== What you are asked to do ==
Render everything below, from the line containing "Indicate one point per instance of the red pendant" down to the end of the records, as a JSON list of strings with one string per line and blank lines omitted.

_____

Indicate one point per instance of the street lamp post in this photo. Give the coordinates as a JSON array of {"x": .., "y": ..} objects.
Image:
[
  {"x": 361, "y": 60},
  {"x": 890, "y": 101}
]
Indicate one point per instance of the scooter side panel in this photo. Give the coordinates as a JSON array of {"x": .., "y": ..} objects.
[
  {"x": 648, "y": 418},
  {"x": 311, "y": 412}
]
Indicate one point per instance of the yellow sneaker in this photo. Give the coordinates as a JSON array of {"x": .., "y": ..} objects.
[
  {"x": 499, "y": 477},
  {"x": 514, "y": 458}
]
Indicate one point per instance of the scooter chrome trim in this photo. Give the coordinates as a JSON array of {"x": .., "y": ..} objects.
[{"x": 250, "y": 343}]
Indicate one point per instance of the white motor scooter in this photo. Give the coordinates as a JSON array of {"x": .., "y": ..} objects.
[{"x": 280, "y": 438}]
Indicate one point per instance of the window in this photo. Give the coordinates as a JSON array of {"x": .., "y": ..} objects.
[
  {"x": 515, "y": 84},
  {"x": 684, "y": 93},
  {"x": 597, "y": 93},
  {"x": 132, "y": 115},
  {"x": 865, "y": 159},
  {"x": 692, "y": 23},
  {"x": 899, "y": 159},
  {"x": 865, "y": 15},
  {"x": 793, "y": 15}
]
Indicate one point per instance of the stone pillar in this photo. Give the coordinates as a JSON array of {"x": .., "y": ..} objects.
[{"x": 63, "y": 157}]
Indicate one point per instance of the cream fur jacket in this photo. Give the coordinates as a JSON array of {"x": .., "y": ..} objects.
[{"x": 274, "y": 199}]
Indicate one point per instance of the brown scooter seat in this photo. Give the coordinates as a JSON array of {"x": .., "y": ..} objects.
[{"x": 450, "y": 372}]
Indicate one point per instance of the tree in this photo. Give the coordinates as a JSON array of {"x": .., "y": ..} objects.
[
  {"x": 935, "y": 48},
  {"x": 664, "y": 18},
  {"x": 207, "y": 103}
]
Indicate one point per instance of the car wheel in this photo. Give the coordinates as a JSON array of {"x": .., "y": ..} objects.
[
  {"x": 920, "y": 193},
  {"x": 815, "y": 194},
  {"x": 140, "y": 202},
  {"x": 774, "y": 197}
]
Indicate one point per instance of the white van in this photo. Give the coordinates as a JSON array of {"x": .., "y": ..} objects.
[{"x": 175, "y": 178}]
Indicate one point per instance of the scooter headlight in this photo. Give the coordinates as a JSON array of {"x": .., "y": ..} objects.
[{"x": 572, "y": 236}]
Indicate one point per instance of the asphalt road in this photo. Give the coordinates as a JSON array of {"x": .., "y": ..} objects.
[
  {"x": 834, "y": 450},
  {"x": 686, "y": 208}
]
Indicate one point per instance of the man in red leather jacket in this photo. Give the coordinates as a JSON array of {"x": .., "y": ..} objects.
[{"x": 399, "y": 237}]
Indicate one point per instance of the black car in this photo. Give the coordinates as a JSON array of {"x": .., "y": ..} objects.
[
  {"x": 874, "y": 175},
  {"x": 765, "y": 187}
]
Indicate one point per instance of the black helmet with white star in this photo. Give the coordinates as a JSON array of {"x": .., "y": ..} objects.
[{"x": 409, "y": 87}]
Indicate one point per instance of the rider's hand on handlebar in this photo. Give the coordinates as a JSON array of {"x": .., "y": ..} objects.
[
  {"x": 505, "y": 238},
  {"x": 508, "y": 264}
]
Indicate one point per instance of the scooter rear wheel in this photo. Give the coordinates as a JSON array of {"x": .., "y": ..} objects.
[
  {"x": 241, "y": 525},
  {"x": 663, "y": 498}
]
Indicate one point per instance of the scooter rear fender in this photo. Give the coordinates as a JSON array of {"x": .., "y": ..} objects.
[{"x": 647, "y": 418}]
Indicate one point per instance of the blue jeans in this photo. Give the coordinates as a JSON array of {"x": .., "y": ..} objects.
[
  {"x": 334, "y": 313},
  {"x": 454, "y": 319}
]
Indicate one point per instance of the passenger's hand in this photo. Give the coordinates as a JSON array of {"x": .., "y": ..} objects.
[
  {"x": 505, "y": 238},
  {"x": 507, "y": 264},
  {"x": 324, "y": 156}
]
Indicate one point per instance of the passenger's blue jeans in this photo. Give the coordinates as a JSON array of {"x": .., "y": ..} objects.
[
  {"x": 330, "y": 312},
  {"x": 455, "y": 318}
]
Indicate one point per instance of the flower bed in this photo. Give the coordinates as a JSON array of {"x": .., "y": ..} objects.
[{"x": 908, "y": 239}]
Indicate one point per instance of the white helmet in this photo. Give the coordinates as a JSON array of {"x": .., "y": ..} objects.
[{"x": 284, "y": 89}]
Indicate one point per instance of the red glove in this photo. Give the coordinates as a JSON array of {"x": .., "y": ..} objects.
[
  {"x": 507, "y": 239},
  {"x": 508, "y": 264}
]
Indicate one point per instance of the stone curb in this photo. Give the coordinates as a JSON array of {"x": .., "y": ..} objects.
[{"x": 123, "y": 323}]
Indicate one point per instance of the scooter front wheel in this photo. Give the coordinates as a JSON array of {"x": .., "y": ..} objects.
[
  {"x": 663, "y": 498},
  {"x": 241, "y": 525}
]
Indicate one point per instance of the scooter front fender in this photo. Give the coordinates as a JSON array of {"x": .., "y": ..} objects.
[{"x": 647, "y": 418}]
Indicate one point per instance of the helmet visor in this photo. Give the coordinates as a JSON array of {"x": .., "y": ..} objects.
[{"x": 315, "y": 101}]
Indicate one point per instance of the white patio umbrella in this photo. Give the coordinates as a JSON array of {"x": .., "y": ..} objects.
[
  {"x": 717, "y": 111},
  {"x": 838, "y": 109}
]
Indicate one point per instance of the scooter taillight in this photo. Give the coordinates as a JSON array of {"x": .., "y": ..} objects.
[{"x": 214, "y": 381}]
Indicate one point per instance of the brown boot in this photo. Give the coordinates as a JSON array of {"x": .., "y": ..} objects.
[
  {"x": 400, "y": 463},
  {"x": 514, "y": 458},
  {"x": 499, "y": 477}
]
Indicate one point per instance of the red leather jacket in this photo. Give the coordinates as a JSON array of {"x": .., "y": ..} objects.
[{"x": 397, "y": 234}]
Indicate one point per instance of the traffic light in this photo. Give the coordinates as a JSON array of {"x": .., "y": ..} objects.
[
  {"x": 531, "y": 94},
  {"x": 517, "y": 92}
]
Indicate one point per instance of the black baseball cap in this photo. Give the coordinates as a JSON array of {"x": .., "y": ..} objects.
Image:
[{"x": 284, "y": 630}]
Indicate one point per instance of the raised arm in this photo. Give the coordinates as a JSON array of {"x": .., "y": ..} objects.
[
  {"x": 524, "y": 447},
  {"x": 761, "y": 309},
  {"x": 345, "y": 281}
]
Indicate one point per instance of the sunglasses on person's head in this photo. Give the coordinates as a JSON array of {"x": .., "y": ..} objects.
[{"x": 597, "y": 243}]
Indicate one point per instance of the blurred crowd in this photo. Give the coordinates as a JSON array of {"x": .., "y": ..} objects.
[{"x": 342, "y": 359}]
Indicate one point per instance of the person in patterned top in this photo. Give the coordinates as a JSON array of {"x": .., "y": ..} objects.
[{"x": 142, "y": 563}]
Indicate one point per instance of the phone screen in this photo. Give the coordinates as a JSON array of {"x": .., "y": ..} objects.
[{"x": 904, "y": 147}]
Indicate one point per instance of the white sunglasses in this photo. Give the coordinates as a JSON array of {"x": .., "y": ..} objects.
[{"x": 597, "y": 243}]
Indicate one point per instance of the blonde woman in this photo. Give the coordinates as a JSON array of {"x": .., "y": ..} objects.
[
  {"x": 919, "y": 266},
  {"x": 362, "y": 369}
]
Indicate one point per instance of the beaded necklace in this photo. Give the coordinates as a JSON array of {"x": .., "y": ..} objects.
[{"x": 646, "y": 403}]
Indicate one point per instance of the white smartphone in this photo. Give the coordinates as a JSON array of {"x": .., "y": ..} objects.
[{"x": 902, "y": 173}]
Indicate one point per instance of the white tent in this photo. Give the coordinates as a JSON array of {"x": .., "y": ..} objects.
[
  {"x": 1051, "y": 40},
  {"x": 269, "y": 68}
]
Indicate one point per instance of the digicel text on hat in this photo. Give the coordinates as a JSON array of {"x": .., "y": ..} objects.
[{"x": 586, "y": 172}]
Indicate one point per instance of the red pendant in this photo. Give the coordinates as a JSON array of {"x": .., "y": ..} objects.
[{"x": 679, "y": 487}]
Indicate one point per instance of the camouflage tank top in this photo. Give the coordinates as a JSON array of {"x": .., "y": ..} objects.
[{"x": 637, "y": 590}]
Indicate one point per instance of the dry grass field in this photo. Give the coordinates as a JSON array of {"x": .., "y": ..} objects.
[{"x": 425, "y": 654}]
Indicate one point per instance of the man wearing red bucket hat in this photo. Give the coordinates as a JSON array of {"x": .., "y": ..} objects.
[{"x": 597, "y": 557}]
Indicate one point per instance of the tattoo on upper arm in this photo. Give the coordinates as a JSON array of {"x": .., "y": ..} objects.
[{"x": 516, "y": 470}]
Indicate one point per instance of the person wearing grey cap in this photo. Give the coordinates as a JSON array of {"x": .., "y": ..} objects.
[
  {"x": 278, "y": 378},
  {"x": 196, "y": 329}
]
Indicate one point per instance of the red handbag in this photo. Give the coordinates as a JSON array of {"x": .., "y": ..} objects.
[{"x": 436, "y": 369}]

_____

== Output of the task ==
[
  "Indicate one point per instance of the red pendant in this photo. Give the coordinates as a JSON array of {\"x\": .., \"y\": ..} objects.",
  "[{\"x\": 679, \"y\": 487}]",
  "Indicate one point per instance of the camouflage tank top in this photo. Give the coordinates as a JSON array of {\"x\": .., \"y\": ..} objects.",
  "[{\"x\": 637, \"y\": 590}]",
  "Indicate one point per instance of the dry grass field in this photo. Give the coordinates as a JSON array of {\"x\": .., \"y\": ..} objects.",
  "[{\"x\": 425, \"y\": 654}]",
  "Indicate one point per instance of the man wearing red bucket hat in this photo. Give the coordinates as a JSON array of {\"x\": .., \"y\": ..} objects.",
  "[{\"x\": 597, \"y\": 557}]",
  "Indicate one point per instance of the tattoo on upper arm in this photo. Give the coordinates as a JSON array of {\"x\": .., \"y\": ..} objects.",
  "[{\"x\": 516, \"y\": 470}]",
  "Indicate one point per instance of the person wearing grey cap in this photo. Give the coordinates as a JSON array of {\"x\": .., \"y\": ..} objects.",
  "[",
  "  {\"x\": 278, \"y\": 378},",
  "  {\"x\": 196, \"y\": 329}",
  "]",
  "Indicate one point per instance of the red handbag in this photo. Give the coordinates as a JSON array of {\"x\": .., \"y\": ..} objects.",
  "[{\"x\": 436, \"y\": 369}]"
]